-- BEGIN DATASET EXCERPTS --

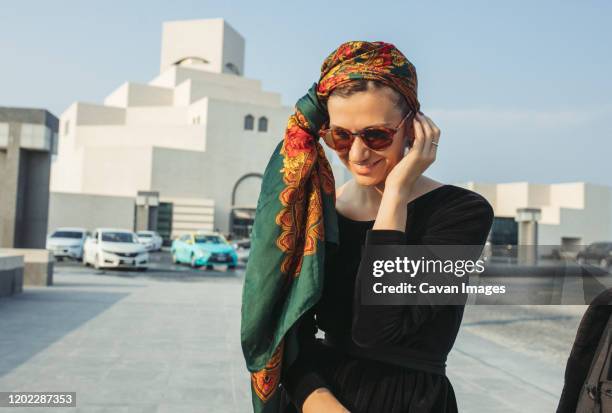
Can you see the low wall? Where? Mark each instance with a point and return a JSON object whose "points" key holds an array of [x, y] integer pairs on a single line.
{"points": [[11, 274], [38, 265]]}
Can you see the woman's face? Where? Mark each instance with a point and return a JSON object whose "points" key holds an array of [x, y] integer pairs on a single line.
{"points": [[374, 107]]}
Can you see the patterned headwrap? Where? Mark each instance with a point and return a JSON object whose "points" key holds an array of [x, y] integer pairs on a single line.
{"points": [[296, 217]]}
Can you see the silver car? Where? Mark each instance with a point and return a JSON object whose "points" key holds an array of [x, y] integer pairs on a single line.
{"points": [[67, 243]]}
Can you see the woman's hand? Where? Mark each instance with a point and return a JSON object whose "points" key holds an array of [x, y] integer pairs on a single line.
{"points": [[322, 401], [421, 155]]}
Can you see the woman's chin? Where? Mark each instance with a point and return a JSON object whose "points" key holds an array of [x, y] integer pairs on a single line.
{"points": [[366, 180]]}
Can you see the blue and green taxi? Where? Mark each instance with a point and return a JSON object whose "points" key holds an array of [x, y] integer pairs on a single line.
{"points": [[203, 249]]}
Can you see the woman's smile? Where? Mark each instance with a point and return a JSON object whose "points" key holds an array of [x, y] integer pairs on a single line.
{"points": [[365, 167]]}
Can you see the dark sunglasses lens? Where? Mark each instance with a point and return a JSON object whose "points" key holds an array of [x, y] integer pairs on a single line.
{"points": [[342, 138], [377, 138]]}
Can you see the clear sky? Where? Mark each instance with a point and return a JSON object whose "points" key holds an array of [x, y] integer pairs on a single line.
{"points": [[521, 89]]}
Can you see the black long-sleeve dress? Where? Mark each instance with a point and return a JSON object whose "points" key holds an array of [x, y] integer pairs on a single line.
{"points": [[402, 366]]}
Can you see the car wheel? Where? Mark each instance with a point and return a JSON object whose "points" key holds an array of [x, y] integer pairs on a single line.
{"points": [[194, 263]]}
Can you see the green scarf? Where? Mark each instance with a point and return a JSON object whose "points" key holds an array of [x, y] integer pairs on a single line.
{"points": [[296, 216]]}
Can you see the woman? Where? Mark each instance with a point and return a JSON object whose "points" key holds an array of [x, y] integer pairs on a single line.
{"points": [[374, 358]]}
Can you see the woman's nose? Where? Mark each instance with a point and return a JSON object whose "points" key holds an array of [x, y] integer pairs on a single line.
{"points": [[358, 150]]}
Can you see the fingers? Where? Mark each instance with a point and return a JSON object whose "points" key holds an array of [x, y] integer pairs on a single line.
{"points": [[419, 135], [428, 133], [431, 133]]}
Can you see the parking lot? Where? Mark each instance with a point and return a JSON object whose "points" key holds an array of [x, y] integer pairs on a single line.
{"points": [[167, 340]]}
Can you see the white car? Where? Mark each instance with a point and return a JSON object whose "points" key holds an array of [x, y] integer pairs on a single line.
{"points": [[67, 243], [150, 239], [115, 248]]}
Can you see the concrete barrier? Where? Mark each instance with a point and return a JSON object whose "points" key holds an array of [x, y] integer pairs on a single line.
{"points": [[38, 265], [11, 274]]}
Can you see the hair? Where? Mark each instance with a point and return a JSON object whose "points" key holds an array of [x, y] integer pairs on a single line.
{"points": [[363, 85]]}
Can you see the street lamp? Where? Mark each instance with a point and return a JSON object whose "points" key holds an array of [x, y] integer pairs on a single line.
{"points": [[527, 219]]}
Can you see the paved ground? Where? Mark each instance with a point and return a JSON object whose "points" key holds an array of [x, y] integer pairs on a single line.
{"points": [[168, 341]]}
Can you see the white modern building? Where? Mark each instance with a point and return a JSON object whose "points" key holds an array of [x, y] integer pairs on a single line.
{"points": [[195, 134], [573, 213]]}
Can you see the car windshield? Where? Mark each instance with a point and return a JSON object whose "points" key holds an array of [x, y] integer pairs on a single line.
{"points": [[67, 234], [213, 239], [117, 237]]}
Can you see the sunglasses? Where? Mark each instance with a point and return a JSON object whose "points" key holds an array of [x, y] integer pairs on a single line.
{"points": [[374, 137]]}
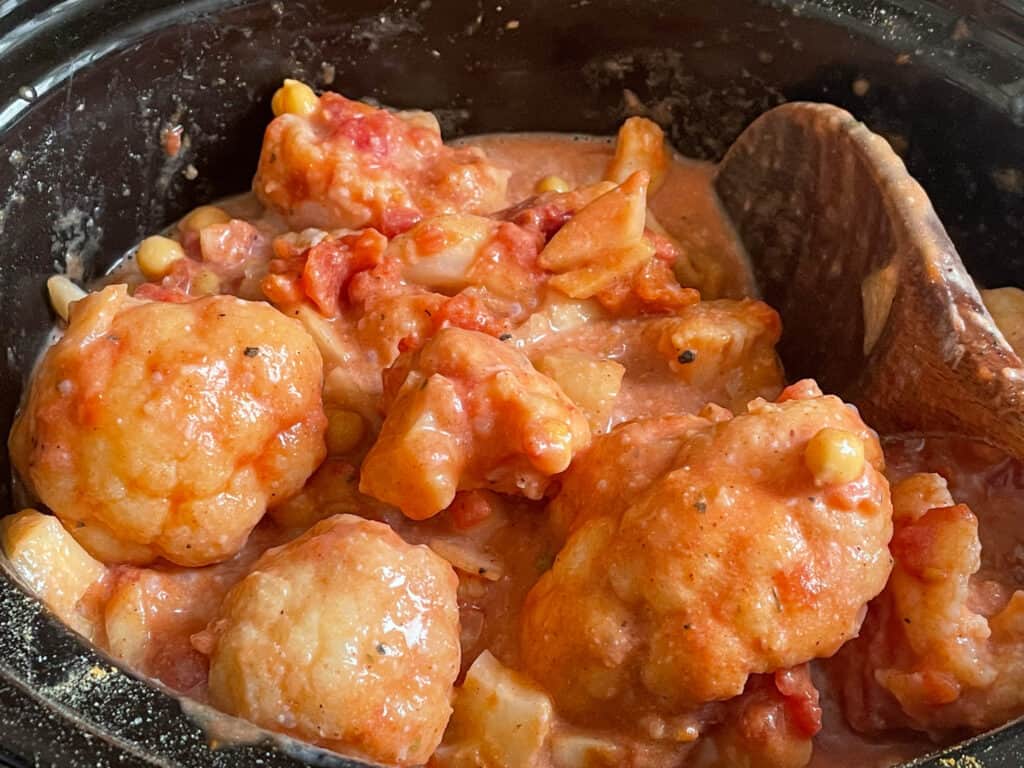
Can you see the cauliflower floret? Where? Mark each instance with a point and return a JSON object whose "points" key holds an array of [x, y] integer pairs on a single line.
{"points": [[151, 614], [165, 430], [732, 561], [770, 726], [346, 164], [346, 637], [931, 656], [469, 412], [54, 565]]}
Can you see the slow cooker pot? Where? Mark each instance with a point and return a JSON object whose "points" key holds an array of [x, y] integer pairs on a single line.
{"points": [[86, 87]]}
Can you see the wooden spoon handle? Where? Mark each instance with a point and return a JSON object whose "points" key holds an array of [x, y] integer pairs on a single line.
{"points": [[876, 302]]}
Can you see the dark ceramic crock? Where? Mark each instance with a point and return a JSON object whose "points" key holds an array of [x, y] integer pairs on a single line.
{"points": [[87, 85]]}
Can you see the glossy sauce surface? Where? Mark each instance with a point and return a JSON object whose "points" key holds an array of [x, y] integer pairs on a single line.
{"points": [[159, 617]]}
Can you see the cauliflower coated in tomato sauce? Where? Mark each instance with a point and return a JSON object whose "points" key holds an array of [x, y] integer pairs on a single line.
{"points": [[941, 649], [159, 429], [346, 164], [702, 552], [346, 637], [466, 412]]}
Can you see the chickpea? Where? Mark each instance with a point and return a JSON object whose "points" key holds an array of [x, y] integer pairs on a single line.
{"points": [[157, 255], [202, 217], [294, 98], [552, 183], [344, 430], [835, 457]]}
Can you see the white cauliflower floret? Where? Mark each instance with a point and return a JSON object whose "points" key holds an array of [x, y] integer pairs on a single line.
{"points": [[346, 637]]}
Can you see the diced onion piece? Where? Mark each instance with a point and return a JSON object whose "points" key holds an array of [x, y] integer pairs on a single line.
{"points": [[552, 183], [421, 119], [640, 146], [294, 97], [62, 293], [468, 559], [52, 563], [332, 347], [591, 382], [601, 243], [439, 252], [501, 719]]}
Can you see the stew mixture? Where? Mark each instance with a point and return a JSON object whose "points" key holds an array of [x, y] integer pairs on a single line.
{"points": [[481, 455]]}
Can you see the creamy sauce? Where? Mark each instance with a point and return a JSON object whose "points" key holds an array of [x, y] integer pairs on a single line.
{"points": [[685, 205], [516, 537]]}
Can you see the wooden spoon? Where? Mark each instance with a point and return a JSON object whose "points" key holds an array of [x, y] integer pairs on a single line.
{"points": [[876, 302]]}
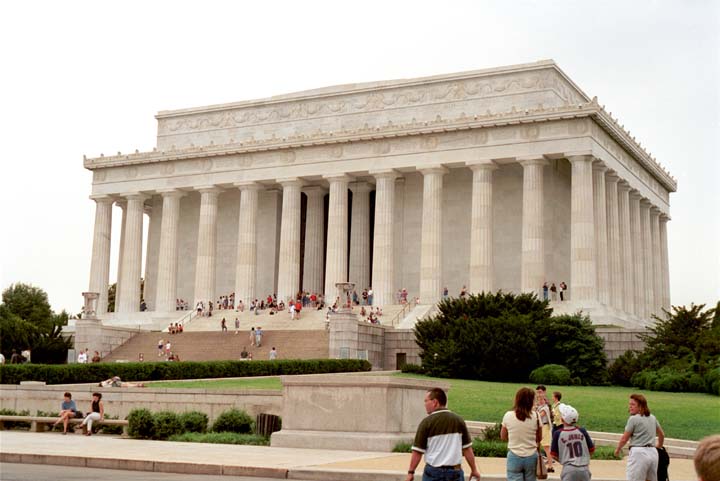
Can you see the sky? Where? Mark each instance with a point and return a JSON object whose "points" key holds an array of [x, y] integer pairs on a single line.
{"points": [[87, 77]]}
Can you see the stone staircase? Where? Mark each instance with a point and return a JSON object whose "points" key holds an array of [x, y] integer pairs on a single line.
{"points": [[213, 346]]}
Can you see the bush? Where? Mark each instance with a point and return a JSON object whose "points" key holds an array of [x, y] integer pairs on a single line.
{"points": [[193, 422], [551, 374], [167, 423], [489, 449], [492, 433], [623, 368], [141, 424], [154, 371], [234, 421], [222, 438], [412, 369], [402, 447]]}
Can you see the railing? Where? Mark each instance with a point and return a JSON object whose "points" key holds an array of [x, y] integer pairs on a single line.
{"points": [[407, 307]]}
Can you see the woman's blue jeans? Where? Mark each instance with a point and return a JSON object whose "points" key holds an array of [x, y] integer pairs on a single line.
{"points": [[521, 468]]}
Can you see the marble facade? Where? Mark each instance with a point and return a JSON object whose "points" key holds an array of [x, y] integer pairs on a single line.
{"points": [[494, 179]]}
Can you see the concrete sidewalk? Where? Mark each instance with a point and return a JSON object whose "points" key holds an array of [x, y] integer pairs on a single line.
{"points": [[220, 459]]}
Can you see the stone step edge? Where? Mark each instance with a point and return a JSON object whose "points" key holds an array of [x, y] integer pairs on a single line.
{"points": [[301, 473]]}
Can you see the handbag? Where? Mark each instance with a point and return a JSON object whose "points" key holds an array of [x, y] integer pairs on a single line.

-- END DATASET EXCERPTS --

§ TASK BRIEF: Could you reproduce the records from the line with "Can you see the stone step" through the end of the records, keeping the requests as they are and adjusting every point coordinate in the answers by -80?

§ OUTPUT FOR THIS EXERCISE:
Can you see the stone step edge? Where? Mark each instance with a point and return a JSON object whose "points" key holds an array of [x, y] integer pairs on a single line.
{"points": [[221, 393]]}
Can you see the handbag? Where? Mark each instance with a point and return a JSON object whose "points" key holds an array of [x, y] integer pairs on a single line.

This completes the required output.